### CONSIGNE DONNÉE 1
Restituez sous forme de liste JSON de chaînes les lignes de la liste, de son début jusqu'à la ligne contenant "73), (52, 66)]", bornes comprises. Mettez une chaîne par ligne et omettez les lignes vides.

____

L’histoire de Moïse n’était pas seulement un moyen de rassurer les croyants sur leur victoire inéluctable, elle devait aussi servir de support pour leur enseigner une vision complexe de l’histoire et de la civilisation. La sourate 28 affirmait que Moïse était voué à vaincre l’ordre pharaonique en vertu d’une loi divine selon laquelle « les faibles sur la Terre [étaient voués à devenir] des guides (imâm) et les héritiers de la puissance » :
{Pharaon s’enorgueillit sur la Terre, divisant ses habitants en factions et en rabaissant l’une d’elle (…) il était du nombre des iniques * Or, Nous voulons favoriser les faibles sur la Terre, faire d’eux des guides (imâm) et faire d’eux les héritiers [de la puissance] * Ainsi que leur offrir la préséance sur la Terre (…)} (Coran28.4-6)
Ces versets de la sourate 28 énonçaient que régulièrement dans l’histoire humaine, le pouvoir changeait de main pour échoir à un peuple autrefois dominé. C’est ainsi qu’apparaît la doctrine de la « succession », à travers le concept-clef de « khilâfa » (pouvoir successoral) sous la première forme verbale khalafa, ainsi que la dixième forme verbale astakhalfa et son substantif Khalifa (plu. Khulafa ; khalâ-if), qui a donné en français les mots calife et califat.
A travers ce concept, le Coran énonçait que le pouvoir, la « prééminence », appelé également tamkîn, et même sultân dans certains hadiths, «s’hérite » de peuple en peuple à travers l’histoire, et que les nations se succèdent les unes aux autres dans ce rôle hégémonique.
Du fait de cette loi historique du Khilâfa, les musulmans redoublaient d’espoir de vaincre l’ordre mekkois, car eux aussi en tant que « faibles sur la Terre », confrontés à un pouvoir fort et injuste, devaient nécessairement triompher et succéder à leurs ennemis. D’ailleurs, le Coran promettait explicitement aux musulmans une victoire similaire sur les Quraysh, mais aussi sur tous les puissants empires mondiaux :
{A ceux d’entre vous qui croient et font des bonnes œuvres, Allah a promis de leur donner la succession sur la Terre, comme Il donna la succession à ceux qui les ont précédés, et qu’Il donnera la prééminence à leur religion qu’Il leur a professée, et de transformer leur peur en sérénité.} (Coran 24.55)
Cette promesse avait été réitérée par le Prophète (aylehi salat wa salam) lui-même : « Ô Hommes ! La vie terrestre est une douceur verdoyante, et Allah vous y établira “Successeurs” afin de voir comment vous agirez ! »
Cette promesse, aussi incroyable et insensée qu’elle pût paraître, se trouvait confirmée par l’épopée de Moïse. Allah prenait à témoin l’histoire des Hébreux en Egypte pour bien prouver la véracité de la promesse qu’Il avait faite à cette petite communauté marginale de croyants de Mekka. Comme Muhammad (aylehi salat wa salam), Moïse avait promis aux Hébreux qu’ils « succéderaient » à leur ennemi, qu’ils obtiendraient la « puissance sur la Terre » et qu’ils étendraient ensuite un empire de la foi.

____

### CONSIGNE DONNÉE 2
Extrayez mot pour mot, dans l'extrait sur Moïse et la khilâfa, le passage compris entre "Ces versets de" et "ce rôle hégémonique.", inclus.

### LISTE FOURNIE

____

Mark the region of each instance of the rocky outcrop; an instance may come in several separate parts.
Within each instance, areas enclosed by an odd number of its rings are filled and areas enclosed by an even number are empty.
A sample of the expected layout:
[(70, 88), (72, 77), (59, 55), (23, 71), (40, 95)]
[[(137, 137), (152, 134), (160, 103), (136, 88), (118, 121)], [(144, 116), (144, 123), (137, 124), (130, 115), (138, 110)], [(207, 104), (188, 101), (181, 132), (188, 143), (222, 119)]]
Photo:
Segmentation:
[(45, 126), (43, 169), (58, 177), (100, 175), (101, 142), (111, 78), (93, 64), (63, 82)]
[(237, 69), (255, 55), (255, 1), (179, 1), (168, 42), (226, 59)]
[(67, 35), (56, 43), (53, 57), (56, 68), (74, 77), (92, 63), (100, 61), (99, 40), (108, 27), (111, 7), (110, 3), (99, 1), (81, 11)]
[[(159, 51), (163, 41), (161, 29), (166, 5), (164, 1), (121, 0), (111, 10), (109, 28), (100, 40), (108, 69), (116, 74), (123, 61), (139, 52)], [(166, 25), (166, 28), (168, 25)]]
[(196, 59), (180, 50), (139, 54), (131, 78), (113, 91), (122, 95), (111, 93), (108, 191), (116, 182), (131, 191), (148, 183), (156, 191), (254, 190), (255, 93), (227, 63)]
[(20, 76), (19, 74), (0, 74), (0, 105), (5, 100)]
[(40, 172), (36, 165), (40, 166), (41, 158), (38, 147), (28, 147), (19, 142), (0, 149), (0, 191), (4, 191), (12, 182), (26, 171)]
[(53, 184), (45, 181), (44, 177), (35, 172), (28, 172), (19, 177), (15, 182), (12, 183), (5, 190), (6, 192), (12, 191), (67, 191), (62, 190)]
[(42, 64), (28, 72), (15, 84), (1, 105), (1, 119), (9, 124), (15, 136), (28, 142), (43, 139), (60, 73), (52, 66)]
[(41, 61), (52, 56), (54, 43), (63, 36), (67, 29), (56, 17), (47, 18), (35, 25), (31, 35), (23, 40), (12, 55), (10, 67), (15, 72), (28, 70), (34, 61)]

____

### RÉPONSE RÉDIGÉE 1
[
  "Mark the region of each instance of the rocky outcrop; an instance may come in several separate parts.",
  "Within each instance, areas enclosed by an odd number of its rings are filled and areas enclosed by an even number are empty.",
  "A sample of the expected layout:",
  "[(70, 88), (72, 77), (59, 55), (23, 71), (40, 95)]",
  "[[(137, 137), (152, 134), (160, 103), (136, 88), (118, 121)], [(144, 116), (144, 123), (137, 124), (130, 115), (138, 110)], [(207, 104), (188, 101), (181, 132), (188, 143), (222, 119)]]",
  "Photo:",
  "Segmentation:",
  "[(45, 126), (43, 169), (58, 177), (100, 175), (101, 142), (111, 78), (93, 64), (63, 82)]",
  "[(237, 69), (255, 55), (255, 1), (179, 1), (168, 42), (226, 59)]",
  "[(67, 35), (56, 43), (53, 57), (56, 68), (74, 77), (92, 63), (100, 61), (99, 40), (108, 27), (111, 7), (110, 3), (99, 1), (81, 11)]",
  "[[(159, 51), (163, 41), (161, 29), (166, 5), (164, 1), (121, 0), (111, 10), (109, 28), (100, 40), (108, 69), (116, 74), (123, 61), (139, 52)], [(166, 25), (166, 28), (168, 25)]]",
  "[(196, 59), (180, 50), (139, 54), (131, 78), (113, 91), (122, 95), (111, 93), (108, 191), (116, 182), (131, 191), (148, 183), (156, 191), (254, 190), (255, 93), (227, 63)]",
  "[(20, 76), (19, 74), (0, 74), (0, 105), (5, 100)]",
  "[(40, 172), (36, 165), (40, 166), (41, 158), (38, 147), (28, 147), (19, 142), (0, 149), (0, 191), (4, 191), (12, 182), (26, 171)]",
  "[(53, 184), (45, 181), (44, 177), (35, 172), (28, 172), (19, 177), (15, 182), (12, 183), (5, 190), (6, 192), (12, 191), (67, 191), (62, 190)]",
  "[(42, 64), (28, 72), (15, 84), (1, 105), (1, 119), (9, 124), (15, 136), (28, 142), (43, 139), (60, 73), (52, 66)]"
]

### RÉPONSE RÉDIGÉE 2
Ces versets de la sourate 28 énonçaient que régulièrement dans l’histoire humaine, le pouvoir changeait de main pour échoir à un peuple autrefois dominé. C’est ainsi qu’apparaît la doctrine de la « succession », à travers le concept-clef de « khilâfa » (pouvoir successoral) sous la première forme verbale khalafa, ainsi que la dixième forme verbale astakhalfa et son substantif Khalifa (plu. Khulafa ; khalâ-if), qui a donné en français les mots calife et califat.
A travers ce concept, le Coran énonçait que le pouvoir, la « prééminence », appelé également tamkîn, et même sultân dans certains hadiths, «s’hérite » de peuple en peuple à travers l’histoire, et que les nations se succèdent les unes aux autres dans ce rôle hégémonique.